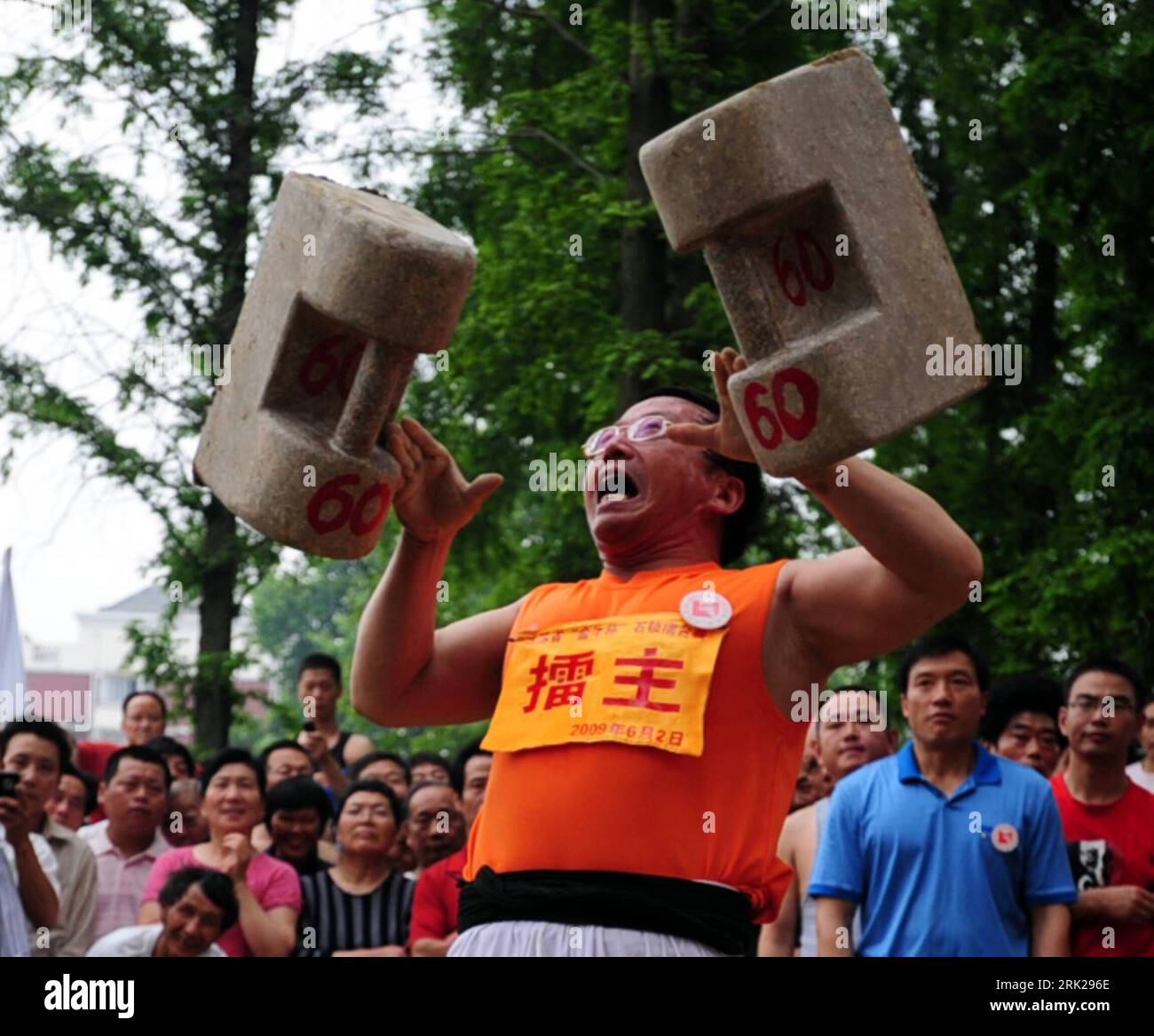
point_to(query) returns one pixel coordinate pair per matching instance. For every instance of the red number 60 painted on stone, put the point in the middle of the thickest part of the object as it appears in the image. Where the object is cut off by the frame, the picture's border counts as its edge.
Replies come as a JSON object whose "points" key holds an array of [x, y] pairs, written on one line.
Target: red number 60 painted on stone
{"points": [[787, 272], [778, 416], [350, 510], [331, 360]]}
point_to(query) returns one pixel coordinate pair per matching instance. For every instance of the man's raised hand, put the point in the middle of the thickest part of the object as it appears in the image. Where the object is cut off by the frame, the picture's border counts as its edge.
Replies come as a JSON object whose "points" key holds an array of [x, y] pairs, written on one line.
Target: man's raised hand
{"points": [[434, 501], [725, 436]]}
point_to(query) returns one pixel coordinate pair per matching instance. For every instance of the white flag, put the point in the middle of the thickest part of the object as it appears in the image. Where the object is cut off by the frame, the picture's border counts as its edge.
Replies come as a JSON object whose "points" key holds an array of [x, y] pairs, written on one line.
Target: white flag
{"points": [[12, 658]]}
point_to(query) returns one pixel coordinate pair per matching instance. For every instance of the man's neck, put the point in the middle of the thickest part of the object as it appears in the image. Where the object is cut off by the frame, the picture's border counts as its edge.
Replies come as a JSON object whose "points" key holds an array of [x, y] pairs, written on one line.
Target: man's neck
{"points": [[624, 565], [947, 766], [130, 844], [1096, 781]]}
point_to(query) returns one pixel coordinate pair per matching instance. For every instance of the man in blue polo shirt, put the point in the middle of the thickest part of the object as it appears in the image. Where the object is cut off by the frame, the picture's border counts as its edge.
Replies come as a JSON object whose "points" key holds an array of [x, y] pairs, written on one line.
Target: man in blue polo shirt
{"points": [[947, 850]]}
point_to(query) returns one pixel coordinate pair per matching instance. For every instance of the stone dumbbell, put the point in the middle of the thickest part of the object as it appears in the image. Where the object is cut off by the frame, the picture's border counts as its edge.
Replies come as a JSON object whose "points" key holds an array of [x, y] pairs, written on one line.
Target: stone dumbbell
{"points": [[826, 255], [349, 289]]}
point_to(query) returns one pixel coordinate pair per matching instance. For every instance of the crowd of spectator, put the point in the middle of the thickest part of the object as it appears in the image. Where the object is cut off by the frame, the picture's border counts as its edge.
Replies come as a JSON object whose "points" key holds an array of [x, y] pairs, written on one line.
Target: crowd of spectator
{"points": [[1014, 820]]}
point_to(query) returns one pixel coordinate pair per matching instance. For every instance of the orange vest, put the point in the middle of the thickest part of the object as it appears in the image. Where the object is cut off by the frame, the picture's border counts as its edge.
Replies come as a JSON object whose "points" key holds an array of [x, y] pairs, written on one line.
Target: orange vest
{"points": [[612, 807]]}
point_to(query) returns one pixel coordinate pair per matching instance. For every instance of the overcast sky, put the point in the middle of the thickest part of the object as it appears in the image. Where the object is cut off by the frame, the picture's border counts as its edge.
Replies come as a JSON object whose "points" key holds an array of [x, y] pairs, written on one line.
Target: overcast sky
{"points": [[80, 545]]}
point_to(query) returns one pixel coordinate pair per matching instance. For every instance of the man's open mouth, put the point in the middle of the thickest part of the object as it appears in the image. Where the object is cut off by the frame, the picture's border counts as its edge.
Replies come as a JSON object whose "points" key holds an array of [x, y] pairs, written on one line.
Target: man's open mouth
{"points": [[621, 488]]}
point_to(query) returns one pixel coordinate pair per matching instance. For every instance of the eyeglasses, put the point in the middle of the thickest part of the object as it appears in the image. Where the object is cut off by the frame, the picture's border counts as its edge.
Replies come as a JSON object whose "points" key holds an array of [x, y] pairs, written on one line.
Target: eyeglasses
{"points": [[1085, 703], [652, 426]]}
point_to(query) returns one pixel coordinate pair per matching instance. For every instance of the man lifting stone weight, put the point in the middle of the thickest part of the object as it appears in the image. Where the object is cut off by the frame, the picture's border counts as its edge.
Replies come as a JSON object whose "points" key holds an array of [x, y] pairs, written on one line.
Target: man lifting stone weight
{"points": [[644, 755]]}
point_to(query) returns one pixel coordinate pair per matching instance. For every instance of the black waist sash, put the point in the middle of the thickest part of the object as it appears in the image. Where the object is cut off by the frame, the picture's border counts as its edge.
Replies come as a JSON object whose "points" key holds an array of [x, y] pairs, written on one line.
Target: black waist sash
{"points": [[710, 913]]}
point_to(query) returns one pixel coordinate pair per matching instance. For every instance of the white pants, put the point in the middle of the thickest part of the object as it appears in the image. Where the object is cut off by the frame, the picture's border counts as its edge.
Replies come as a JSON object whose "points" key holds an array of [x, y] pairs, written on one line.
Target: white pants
{"points": [[549, 938]]}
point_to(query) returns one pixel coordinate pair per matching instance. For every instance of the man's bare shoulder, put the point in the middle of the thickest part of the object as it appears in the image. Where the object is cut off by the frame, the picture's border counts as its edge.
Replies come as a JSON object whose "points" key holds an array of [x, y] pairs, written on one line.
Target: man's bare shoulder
{"points": [[799, 824]]}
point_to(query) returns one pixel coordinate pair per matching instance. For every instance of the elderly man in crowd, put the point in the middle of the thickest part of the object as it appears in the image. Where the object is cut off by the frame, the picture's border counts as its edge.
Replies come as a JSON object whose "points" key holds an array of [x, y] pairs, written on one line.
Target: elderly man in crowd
{"points": [[196, 906], [134, 794], [37, 751]]}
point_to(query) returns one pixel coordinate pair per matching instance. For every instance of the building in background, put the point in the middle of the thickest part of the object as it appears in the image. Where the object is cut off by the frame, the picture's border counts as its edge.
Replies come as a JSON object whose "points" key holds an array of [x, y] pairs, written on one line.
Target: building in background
{"points": [[95, 665]]}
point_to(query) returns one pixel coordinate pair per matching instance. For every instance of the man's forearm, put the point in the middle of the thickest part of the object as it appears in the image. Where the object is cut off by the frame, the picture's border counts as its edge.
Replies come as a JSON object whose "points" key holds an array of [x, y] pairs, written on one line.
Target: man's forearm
{"points": [[904, 528], [431, 947], [37, 896], [395, 636], [1050, 931], [834, 921]]}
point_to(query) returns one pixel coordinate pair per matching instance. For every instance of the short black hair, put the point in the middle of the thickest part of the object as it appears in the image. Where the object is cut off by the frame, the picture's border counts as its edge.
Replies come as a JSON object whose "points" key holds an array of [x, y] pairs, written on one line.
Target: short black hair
{"points": [[1019, 693], [319, 660], [1109, 663], [430, 757], [742, 525], [943, 644], [137, 751], [166, 747], [226, 757], [45, 729], [369, 758], [457, 774], [300, 793], [284, 743], [216, 886], [91, 786], [164, 708], [380, 788]]}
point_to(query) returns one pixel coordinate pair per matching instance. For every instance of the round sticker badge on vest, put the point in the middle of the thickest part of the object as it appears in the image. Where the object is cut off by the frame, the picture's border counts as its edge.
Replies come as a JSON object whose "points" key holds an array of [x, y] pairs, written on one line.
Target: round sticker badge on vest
{"points": [[707, 609], [1005, 838]]}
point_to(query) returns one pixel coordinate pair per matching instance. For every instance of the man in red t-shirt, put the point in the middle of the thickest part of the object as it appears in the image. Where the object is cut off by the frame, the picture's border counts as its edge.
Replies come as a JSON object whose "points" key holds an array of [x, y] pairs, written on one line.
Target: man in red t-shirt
{"points": [[433, 927], [1108, 819]]}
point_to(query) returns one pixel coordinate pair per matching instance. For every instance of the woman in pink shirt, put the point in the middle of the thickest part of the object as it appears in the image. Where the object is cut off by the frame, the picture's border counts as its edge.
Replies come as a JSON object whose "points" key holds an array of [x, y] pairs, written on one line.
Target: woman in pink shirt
{"points": [[268, 890]]}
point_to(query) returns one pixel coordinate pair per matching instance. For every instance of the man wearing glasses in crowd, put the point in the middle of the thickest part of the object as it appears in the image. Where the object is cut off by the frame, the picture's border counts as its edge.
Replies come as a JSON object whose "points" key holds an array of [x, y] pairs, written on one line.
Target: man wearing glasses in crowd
{"points": [[1108, 819]]}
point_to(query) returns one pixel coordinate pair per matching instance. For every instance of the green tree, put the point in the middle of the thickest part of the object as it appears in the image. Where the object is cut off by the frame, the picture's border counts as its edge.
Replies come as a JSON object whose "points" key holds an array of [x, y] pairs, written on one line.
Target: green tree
{"points": [[183, 77]]}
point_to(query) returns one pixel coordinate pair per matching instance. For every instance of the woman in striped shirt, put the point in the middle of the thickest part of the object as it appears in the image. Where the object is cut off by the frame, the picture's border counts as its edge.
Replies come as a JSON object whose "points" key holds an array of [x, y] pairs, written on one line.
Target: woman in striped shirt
{"points": [[360, 906]]}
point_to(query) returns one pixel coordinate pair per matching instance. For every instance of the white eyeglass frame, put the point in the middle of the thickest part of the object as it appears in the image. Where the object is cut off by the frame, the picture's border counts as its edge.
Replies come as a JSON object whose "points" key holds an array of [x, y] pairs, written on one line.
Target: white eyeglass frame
{"points": [[630, 434]]}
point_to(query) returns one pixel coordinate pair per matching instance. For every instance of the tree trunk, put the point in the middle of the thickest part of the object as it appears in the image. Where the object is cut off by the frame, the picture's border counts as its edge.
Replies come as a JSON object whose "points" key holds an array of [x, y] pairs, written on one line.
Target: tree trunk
{"points": [[212, 689], [643, 249]]}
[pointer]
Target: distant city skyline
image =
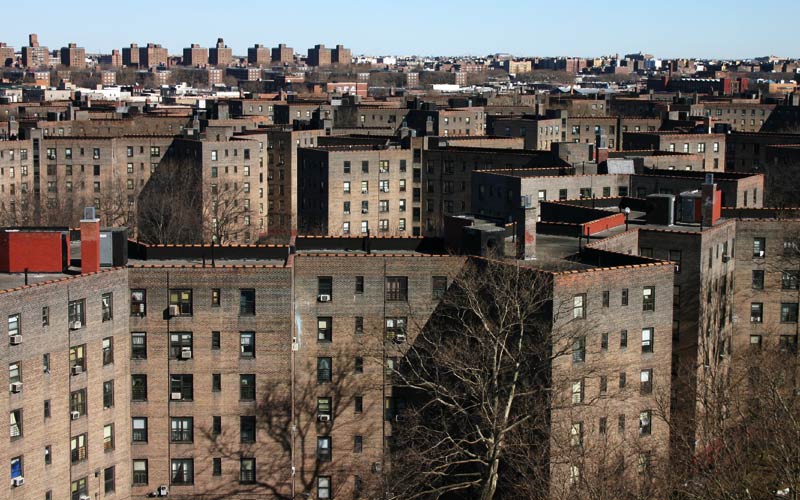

------------------------------------------------------------

* _Task_
Within the material above, output exactly the lines from the one with "Target: man's forearm" through the one with "of the round", end lines included, and nothing besides.

* _Exercise answer_
Target: man's forearm
{"points": [[904, 528], [431, 947], [37, 896], [395, 636], [1050, 931], [834, 921]]}
point_to(query) returns one pixel coordinate pair per matching instance. For every instance of the short black hair, put the point in the middle of the thickest part of the object as it appears in the image. Where the object is cut off by the frame, the picture's border counts as its edge.
Replies come as a JSON object whose "points" key holds an array of [x, y] pairs, written on one line.
Target: short black hair
{"points": [[1019, 693], [319, 660], [1109, 663], [430, 757], [742, 525], [943, 644], [137, 751], [166, 747], [226, 757], [45, 729], [369, 758], [457, 774], [300, 793], [284, 743], [216, 886], [91, 786], [164, 708], [380, 788]]}
point_to(query) returns one pixel coordinate pair per matching instance. For every instance of the round sticker badge on vest, put the point in the middle of the thickest part of the object as it appears in the image. Where the object is cut off by the frame, the picture's border counts as its edge.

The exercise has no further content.